Required task
Reproduce word for word the lines of the data below, from the line containing "Would you mind pointing to the tree bark" through the last line of the data, inclusive.

Begin Material provided

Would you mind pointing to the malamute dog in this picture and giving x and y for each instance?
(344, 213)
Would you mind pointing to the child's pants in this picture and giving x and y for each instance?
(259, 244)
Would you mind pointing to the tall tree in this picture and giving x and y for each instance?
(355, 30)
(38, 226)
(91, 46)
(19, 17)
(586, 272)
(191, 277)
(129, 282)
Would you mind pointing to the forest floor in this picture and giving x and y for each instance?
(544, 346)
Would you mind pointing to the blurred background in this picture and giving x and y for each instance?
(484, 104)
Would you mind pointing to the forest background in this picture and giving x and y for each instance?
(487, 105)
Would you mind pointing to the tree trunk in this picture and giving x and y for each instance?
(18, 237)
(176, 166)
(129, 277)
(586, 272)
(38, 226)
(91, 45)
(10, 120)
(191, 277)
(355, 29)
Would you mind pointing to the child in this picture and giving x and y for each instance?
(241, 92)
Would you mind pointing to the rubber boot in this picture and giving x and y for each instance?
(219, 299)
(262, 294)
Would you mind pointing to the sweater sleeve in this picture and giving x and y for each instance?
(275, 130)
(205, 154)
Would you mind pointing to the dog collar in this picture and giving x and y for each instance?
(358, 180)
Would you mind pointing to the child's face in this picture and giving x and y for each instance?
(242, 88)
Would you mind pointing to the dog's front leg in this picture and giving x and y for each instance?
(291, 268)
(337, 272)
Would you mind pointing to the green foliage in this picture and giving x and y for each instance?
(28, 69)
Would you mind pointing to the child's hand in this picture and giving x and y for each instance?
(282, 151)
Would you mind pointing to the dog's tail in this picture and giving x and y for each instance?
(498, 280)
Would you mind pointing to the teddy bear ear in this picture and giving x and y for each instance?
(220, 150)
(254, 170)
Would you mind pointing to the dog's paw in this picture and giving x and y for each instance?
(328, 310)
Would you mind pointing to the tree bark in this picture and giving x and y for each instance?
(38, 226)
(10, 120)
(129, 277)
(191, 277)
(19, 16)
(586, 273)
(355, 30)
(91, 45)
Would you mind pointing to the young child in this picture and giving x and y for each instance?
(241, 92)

End Material provided

Solution to this exercise
Would you mind pointing to the tree bark in this picture and giving x and y for each instance?
(38, 226)
(10, 120)
(129, 277)
(191, 277)
(19, 16)
(586, 273)
(355, 30)
(91, 45)
Would you mind pointing to the young child in this picture and giving x and y for each instance?
(241, 92)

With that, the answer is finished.